__Your task__
Print out the records in full, keeping each word unchanged.

__Stored dataset items__
((
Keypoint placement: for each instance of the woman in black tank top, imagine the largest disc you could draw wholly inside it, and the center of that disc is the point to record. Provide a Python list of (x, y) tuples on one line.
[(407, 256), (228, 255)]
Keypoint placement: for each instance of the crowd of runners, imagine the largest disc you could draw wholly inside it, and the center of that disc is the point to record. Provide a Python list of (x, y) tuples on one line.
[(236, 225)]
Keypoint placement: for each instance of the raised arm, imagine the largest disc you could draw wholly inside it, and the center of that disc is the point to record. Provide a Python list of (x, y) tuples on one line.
))
__Solved problem__
Keypoint placement: for each instance of the woman in black tank top, imagine the largest disc you could draw wholly inside it, and the center of that disc is the point to record. Provide a Python list of (x, y) tuples on one line.
[(407, 256), (228, 255)]
Keypoint placement: for each instance of the crowd of runners, imagine the largest disc you could draw wholly inside it, and the center of that disc is the point to record. Provide a Python list of (x, y) tuples on one line.
[(236, 225)]
Keypoint placement: for each instance of the raised arm, imagine the largest disc you could draw wholly inside it, and the center of that disc is the point to record. Provide a Python list of (x, y) tuples on one line.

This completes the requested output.